[Opening Provided entries section]
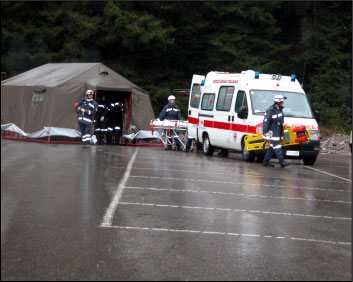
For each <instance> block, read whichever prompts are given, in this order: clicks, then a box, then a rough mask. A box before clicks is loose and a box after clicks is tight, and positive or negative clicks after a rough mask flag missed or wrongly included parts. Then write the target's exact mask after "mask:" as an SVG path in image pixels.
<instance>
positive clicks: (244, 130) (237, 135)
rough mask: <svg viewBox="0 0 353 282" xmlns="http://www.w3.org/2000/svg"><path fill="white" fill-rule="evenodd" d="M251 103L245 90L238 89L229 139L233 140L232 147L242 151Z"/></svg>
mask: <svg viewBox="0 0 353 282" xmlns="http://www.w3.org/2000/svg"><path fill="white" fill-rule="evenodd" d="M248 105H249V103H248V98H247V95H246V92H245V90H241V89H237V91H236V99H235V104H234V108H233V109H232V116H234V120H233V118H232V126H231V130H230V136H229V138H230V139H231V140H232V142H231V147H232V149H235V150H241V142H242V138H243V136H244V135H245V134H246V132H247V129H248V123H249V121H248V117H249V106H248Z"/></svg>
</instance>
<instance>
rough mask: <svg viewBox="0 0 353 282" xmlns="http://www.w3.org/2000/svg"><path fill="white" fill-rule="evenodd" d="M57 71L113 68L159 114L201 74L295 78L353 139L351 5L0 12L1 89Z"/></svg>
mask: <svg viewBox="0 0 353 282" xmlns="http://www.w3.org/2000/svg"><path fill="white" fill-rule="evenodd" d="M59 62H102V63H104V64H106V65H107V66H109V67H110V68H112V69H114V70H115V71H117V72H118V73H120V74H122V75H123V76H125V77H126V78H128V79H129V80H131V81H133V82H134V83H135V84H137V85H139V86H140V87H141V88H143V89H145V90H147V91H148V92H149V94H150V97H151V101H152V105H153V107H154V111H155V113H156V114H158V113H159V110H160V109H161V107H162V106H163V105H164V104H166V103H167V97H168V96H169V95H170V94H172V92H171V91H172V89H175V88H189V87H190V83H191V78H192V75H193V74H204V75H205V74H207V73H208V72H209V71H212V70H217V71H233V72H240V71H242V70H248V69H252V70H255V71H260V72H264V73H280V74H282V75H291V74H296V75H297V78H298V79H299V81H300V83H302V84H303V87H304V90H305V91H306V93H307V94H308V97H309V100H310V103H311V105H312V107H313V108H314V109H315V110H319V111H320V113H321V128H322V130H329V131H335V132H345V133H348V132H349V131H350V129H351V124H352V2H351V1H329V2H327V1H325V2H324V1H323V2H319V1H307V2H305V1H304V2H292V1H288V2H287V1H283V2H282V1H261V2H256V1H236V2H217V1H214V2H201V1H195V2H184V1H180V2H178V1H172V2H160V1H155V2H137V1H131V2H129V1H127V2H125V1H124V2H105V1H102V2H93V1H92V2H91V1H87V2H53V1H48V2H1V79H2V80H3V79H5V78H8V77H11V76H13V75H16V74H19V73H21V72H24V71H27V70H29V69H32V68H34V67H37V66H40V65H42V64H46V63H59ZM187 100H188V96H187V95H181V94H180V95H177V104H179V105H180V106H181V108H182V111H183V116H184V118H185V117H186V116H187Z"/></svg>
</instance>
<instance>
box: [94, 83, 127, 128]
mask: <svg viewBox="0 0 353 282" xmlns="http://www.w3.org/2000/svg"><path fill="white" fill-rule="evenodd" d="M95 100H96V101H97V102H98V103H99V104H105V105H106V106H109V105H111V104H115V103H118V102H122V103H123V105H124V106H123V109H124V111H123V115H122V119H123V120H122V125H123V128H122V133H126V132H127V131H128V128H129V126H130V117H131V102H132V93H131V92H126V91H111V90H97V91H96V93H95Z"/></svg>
[Closing Provided entries section]
**Task goal:**
Copy all of the material above word for word, but leave out the pictures.

**Written solution:**
For each <instance> block, read whichever prompts are given, in this order: clicks, then a box, then a rough mask. A box before clicks is loose and a box after clicks is tight, and positive or negative clicks after a rough mask flag missed or wrongly included parts. Then write the target's exact mask after "mask:" as an SVG path in image pixels.
<instance>
positive clicks: (244, 130) (237, 135)
rough mask: <svg viewBox="0 0 353 282" xmlns="http://www.w3.org/2000/svg"><path fill="white" fill-rule="evenodd" d="M251 103L245 90L238 89L229 139L233 140L232 147L242 151Z"/></svg>
mask: <svg viewBox="0 0 353 282" xmlns="http://www.w3.org/2000/svg"><path fill="white" fill-rule="evenodd" d="M248 105H249V103H248V98H247V95H246V92H245V90H241V89H237V91H236V99H235V104H234V108H233V109H232V116H234V120H233V118H232V126H231V130H230V136H229V138H230V139H231V140H232V142H231V147H232V149H235V150H241V142H242V138H243V136H244V135H245V134H246V132H247V129H248V123H249V121H248V117H249V106H248Z"/></svg>
</instance>
<instance>
rough mask: <svg viewBox="0 0 353 282" xmlns="http://www.w3.org/2000/svg"><path fill="white" fill-rule="evenodd" d="M57 71L113 68L159 114L201 74L295 78L353 139L351 5L0 12L1 89Z"/></svg>
mask: <svg viewBox="0 0 353 282" xmlns="http://www.w3.org/2000/svg"><path fill="white" fill-rule="evenodd" d="M59 62H102V63H104V64H106V65H107V66H109V67H110V68H112V69H114V70H115V71H117V72H118V73H120V74H122V75H123V76H125V77H126V78H128V79H129V80H131V81H133V82H134V83H135V84H137V85H139V86H140V87H141V88H143V89H145V90H147V91H148V92H149V94H150V97H151V101H152V105H153V107H154V111H155V113H156V114H158V113H159V110H160V109H161V107H162V106H163V105H164V104H166V103H167V97H168V96H169V95H170V94H172V92H171V91H172V89H175V88H189V87H190V83H191V78H192V75H193V74H204V75H205V74H207V73H208V72H209V71H212V70H217V71H233V72H240V71H242V70H248V69H252V70H255V71H260V72H264V73H280V74H282V75H291V74H296V75H297V78H298V79H299V81H300V83H302V84H303V87H304V90H305V91H306V93H307V94H308V97H309V100H310V103H311V105H312V107H313V108H314V109H315V110H319V111H320V113H321V128H322V130H329V131H335V132H345V133H348V132H349V131H350V129H351V124H352V2H351V1H329V2H327V1H325V2H324V1H323V2H319V1H307V2H305V1H304V2H292V1H288V2H287V1H283V2H282V1H261V2H256V1H236V2H217V1H214V2H201V1H195V2H184V1H180V2H178V1H172V2H160V1H155V2H137V1H131V2H129V1H127V2H125V1H124V2H105V1H102V2H93V1H92V2H91V1H87V2H53V1H48V2H1V79H2V80H3V79H5V78H8V77H11V76H13V75H16V74H19V73H21V72H24V71H27V70H29V69H32V68H34V67H37V66H40V65H42V64H46V63H59ZM187 100H188V96H187V95H181V94H180V95H177V104H179V105H180V106H181V108H182V111H183V116H184V118H185V117H186V116H187Z"/></svg>
</instance>
<instance>
box: [94, 83, 127, 128]
mask: <svg viewBox="0 0 353 282" xmlns="http://www.w3.org/2000/svg"><path fill="white" fill-rule="evenodd" d="M95 100H96V101H97V102H98V103H99V104H105V105H106V106H109V105H111V104H115V103H118V102H122V103H123V105H124V106H123V109H124V111H123V115H122V119H123V120H122V125H123V128H122V133H126V132H127V131H128V128H129V126H130V117H131V102H132V93H131V92H126V91H111V90H97V91H96V93H95Z"/></svg>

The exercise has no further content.